SOURCE DOCUMENT>
□ □ □ □ □
I have to admit that this does sound like a truthful statement. But if you think about the physics behind force which is mass x acceleration, you can see how this is a myth. The amount of force on the joints (the knees and ankles in particular) is the same whether you are running on a treadmill or the pavement. Your mass does not change from one surface to the other and in so many cases, people actually have the ability to run faster on a treadmill than the pavement. But it is widely suggested by fitness professionals and so many websites that running on a treadmill will lessen stress to the knees.
According to Todd Schlifstein, DO, a clinical instructor at New York University Medical Center's Rusk Institute, "Running is a great workout, but it can impact the knees -- and since it's the force of your body weight on your joints that causes the stress, it's the same whether you're on a treadmill or on asphalt." If you have knee problems or pain it is most likely going to be better managed by cross-training, not by simply changing the surface you log in your miles. However, die-hard runners are hard to change.
□ □ □ □ □
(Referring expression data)
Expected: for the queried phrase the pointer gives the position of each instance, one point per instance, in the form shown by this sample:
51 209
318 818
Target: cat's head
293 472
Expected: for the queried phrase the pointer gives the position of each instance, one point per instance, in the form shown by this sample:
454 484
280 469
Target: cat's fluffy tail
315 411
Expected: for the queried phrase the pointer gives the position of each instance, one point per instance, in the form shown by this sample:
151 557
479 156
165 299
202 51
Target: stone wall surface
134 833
□ □ □ □ □
EXERCISE TASKS>
1. Name every running surface mentioned in the passage on treadmill running.
2. Quote the stretch of the passage on treadmill running from "I have to admit" through "to the knees.".
3. Write what comes next in the passage on treadmill running, continuing after its final sentence.
The records originate from a separate source unrelated to the text.

SOLVED PROBLEMS>
1. Treadmill, pavement, asphalt

2.
I have to admit that this does sound like a truthful statement. But if you think about the physics behind force which is mass x acceleration, you can see how this is a myth. The amount of force on the joints (the knees and ankles in particular) is the same whether you are running on a treadmill or the pavement. Your mass does not change from one surface to the other and in so many cases, people actually have the ability to run faster on a treadmill than the pavement. But it is widely suggested by fitness professionals and so many websites that running on a treadmill will lessen stress to the knees.

3.
I am not a proponent of long distance running as a form of exercise. The repetitive biomechanics do not provide the body with a total body exercise experience and that lack of dynamics keeps me from including it in my personal routine. However, running as one of many different intervals you include in your workout regiment can provide you with balance and perhaps help you avoid chronic knee problems, like patellofemoral (or runner's knee).